REQUEST. Reproduce the following data verbatim, keeping every line as it appears.

DATASET EXTRACT.

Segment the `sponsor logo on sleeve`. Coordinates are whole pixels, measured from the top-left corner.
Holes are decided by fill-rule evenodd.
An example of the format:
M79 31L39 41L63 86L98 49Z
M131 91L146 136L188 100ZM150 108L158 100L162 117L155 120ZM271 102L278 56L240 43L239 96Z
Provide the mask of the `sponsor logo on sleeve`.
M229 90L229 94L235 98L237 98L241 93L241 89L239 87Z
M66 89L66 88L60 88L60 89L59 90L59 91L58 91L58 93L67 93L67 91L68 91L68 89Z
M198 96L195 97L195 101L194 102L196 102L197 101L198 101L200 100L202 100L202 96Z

SOLUTION.
Segment the `sponsor logo on sleeve`. Coordinates are whole pixels, measured from the top-left corner.
Holes are decided by fill-rule evenodd.
An example of the format:
M79 31L39 41L63 86L98 49Z
M131 91L146 136L188 100ZM150 108L158 100L162 117L155 120ZM271 102L278 56L240 43L239 96Z
Provide the mask of the `sponsor logo on sleeve`.
M229 90L229 94L235 98L237 98L241 93L241 89L239 87Z
M66 89L66 88L60 88L60 89L59 90L59 91L58 91L58 93L67 93L67 91L68 91L68 89Z
M198 96L195 97L195 101L194 102L196 102L197 101L198 101L200 100L202 100L202 96Z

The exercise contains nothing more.